Copy out each line featuring the string "grass" from the entries beneath.

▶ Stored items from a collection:
·····

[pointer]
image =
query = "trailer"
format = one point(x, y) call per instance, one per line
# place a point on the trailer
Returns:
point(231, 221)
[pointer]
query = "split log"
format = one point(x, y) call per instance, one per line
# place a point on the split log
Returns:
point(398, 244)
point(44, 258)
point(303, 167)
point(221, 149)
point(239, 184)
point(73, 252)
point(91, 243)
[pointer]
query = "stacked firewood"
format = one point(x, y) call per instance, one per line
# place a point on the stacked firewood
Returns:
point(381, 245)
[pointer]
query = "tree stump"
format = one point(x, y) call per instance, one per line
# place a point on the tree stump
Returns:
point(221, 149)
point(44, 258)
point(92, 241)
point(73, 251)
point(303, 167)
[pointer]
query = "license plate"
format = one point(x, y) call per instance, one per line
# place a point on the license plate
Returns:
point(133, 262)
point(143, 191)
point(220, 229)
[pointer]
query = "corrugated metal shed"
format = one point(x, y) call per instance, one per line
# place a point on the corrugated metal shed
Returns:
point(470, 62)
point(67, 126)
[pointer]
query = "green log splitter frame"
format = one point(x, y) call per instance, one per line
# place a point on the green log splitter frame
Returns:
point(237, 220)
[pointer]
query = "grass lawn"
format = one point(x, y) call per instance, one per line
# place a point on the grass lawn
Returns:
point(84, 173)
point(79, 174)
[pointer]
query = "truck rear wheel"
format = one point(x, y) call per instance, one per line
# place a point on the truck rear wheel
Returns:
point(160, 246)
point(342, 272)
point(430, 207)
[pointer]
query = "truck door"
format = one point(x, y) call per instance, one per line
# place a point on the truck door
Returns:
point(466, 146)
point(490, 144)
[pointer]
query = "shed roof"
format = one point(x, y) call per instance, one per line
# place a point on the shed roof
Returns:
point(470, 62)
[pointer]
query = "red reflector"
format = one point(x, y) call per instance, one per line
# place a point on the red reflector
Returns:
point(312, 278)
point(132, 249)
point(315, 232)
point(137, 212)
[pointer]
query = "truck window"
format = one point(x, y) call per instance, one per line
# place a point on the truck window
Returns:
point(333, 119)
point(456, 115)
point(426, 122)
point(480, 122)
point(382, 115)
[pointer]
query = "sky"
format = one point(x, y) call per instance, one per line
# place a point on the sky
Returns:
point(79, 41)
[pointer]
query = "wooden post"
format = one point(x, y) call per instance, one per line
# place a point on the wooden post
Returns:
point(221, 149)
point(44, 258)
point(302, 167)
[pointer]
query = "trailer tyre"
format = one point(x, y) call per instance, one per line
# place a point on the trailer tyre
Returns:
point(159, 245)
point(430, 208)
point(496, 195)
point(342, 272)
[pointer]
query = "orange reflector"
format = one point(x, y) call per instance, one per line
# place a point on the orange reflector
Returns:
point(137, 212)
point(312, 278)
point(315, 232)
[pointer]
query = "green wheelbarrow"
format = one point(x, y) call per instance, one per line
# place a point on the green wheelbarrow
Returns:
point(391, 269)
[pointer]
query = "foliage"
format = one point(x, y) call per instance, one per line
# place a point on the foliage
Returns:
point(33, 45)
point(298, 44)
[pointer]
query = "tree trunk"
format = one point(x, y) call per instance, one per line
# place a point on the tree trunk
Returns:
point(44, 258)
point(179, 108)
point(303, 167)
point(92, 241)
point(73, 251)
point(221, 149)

·····

▶ SOLUTION TO THIS TASK:
query = "grass lawn"
# place a point on the grass lawn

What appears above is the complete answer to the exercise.